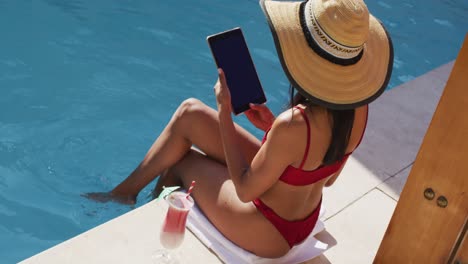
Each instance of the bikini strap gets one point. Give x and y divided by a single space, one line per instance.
308 135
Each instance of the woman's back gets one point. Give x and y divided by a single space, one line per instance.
292 202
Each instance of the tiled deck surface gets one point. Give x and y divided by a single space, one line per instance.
358 206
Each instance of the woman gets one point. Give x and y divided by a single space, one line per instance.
339 59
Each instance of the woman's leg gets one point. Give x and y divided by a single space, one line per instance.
193 123
214 193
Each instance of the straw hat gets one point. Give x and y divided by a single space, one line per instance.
333 51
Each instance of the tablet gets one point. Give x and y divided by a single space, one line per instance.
231 54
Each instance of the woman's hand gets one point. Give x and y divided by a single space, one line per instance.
223 96
260 116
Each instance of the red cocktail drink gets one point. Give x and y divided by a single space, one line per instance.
173 229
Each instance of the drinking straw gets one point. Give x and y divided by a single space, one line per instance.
190 189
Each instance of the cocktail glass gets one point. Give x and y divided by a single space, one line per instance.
173 229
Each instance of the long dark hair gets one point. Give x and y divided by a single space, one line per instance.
341 128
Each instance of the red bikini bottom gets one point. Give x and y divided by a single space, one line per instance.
293 231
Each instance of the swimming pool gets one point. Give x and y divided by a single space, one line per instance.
86 86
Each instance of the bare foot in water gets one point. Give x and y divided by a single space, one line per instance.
104 197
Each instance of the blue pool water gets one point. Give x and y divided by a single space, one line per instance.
86 86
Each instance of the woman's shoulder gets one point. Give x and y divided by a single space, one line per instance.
288 123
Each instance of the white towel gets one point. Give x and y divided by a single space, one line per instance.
230 253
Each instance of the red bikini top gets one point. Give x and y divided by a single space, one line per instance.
298 176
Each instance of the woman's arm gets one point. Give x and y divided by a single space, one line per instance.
251 180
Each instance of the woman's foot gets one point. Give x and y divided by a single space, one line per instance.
104 197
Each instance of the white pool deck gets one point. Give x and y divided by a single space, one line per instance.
358 206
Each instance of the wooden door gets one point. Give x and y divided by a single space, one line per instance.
433 206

········

▶ EXERCISE PROMPT
Copy out the listing from the line that contains "Each instance of the woman's foot" through the end of the listing, both ends included, with the requests kept as they are. Multiply every coordinate in the answers by 1.25 and round each result to a whole number, rounding halves up.

▶ SOLUTION
Each instance of the woman's foot gets one point. Give x and y divided by a single space, one line per instance.
130 246
Each instance of the white pool deck gets one point. Give x and y divided by a single space, one line per instance.
448 258
Each instance of the wooden door gets one point. Give x and y divided by a single space, one line per instance.
541 258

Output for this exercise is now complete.